Object position labeling entries
========================

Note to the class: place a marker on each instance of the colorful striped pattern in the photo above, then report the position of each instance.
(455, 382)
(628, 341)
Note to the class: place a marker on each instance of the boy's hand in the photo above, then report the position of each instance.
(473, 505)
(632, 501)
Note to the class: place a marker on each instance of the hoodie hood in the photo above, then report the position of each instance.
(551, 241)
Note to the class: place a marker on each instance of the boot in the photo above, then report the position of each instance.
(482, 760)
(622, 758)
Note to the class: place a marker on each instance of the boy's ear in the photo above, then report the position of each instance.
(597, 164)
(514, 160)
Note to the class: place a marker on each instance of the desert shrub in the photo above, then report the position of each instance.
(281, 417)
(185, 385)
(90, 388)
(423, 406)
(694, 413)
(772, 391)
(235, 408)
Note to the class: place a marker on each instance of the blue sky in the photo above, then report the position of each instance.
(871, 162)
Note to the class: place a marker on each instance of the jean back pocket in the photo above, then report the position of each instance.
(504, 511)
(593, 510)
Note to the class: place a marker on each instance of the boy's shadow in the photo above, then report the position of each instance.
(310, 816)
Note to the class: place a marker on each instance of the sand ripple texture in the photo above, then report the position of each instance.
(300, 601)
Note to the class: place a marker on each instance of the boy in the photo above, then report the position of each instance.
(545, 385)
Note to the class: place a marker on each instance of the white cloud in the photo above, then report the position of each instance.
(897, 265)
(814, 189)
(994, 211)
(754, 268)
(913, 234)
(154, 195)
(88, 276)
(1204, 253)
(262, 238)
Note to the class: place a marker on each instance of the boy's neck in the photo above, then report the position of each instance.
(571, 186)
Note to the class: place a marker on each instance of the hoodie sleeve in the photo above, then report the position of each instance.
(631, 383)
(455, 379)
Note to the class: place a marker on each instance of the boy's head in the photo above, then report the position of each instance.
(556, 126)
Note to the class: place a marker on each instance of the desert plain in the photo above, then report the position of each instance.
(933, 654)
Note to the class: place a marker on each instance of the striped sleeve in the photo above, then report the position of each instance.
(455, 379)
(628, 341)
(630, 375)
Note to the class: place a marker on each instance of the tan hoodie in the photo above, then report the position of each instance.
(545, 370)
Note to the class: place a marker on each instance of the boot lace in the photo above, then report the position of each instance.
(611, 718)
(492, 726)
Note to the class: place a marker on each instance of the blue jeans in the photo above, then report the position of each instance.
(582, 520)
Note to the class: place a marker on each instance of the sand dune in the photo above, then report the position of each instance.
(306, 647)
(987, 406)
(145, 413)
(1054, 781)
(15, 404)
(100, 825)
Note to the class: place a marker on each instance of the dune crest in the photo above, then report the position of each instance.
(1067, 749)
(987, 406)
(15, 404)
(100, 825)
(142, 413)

========================

Reproduce every item above, substituting "Note to the group" for each occurrence of "Note to the class" and leaving all other text untouched.

◆ Answer to this problem ◆
Note to the group: place a marker on each instance of the colorful striped pattern in the photo above, then report the position of each instance.
(455, 382)
(628, 341)
Note to the group: place a marker on each instance of the boy's hand in the photo above, then report the position of each instance.
(473, 505)
(632, 501)
Note to the group: place a marker on each instance of the hoodie hood in the photo above, then report the position of each instance.
(551, 241)
Note to the group: place a marker on each instance of the boot in the photo above, then report the position of each instance.
(482, 760)
(622, 758)
Note to the group: place a marker on each instance of the boy's ear in the photo above, then report the position of each instance.
(597, 164)
(514, 160)
Note to the group: place a marker on each instance of the desert shrub in the photo above, then report the position of each instance.
(281, 417)
(185, 385)
(90, 388)
(423, 406)
(694, 413)
(772, 391)
(235, 408)
Note to the group: place a marker on each instance of the blue sky in the photo above, then report the position of each instance.
(871, 162)
Note to the group: place a marker on each instance of the jean back pocket in the photo above, then report the position of each instance.
(504, 511)
(593, 510)
Note to the group: place a marker on each instance of the boy's shadow in the photo above, then report the position of each instance.
(310, 816)
Note to the group: place a marker on each instance of the sand ripple texture in the photo above, then report the position of each instance.
(300, 601)
Note to the group: place a marker on each instance of the boy in the photo above, then report the position of each instance.
(545, 385)
Note to the group: place a marker on each instance of the white cloud in the photo above, then report the position of each instance.
(897, 265)
(814, 189)
(994, 211)
(754, 268)
(913, 234)
(154, 195)
(88, 276)
(1204, 253)
(262, 238)
Note to the group: place a marker on each instance of the boy's neck in the photo above, then report the position of each instance.
(571, 186)
Note to the group: place a marker on each instance of the hoodie sleeve in the photo above, then report the position of each instance.
(631, 383)
(455, 379)
Note to the group: place a marker on each instance of the boy's head in the photo above, then report the position of each instance.
(556, 126)
Note to the group: place a marker on each instance of the desert plain in the photo above, then report the position of each instance.
(933, 654)
Note to the group: place a marker on each instance of the striped sleeve in the photo above, then report the position of each instance.
(455, 379)
(628, 341)
(630, 375)
Note to the group: place a marker on each instance of the tan hoodie in the photo above, then report the position of each instance.
(545, 370)
Note to the group: place a marker on each instance of the boot lace in the photo above, then report the position of each instance.
(611, 718)
(492, 726)
Note to the group: place a marker on each instance of the blue jeans in the photo above, then report the position of each instance.
(582, 520)
Note to the group: place a marker on each instance of the sand dune in the photo above, then report the position of each instance.
(306, 647)
(987, 406)
(145, 413)
(1054, 781)
(15, 404)
(100, 825)
Note to the group: place a marker on each instance of the dune crest in the photo above, then report the position of each instance.
(1067, 749)
(987, 406)
(15, 404)
(100, 825)
(142, 413)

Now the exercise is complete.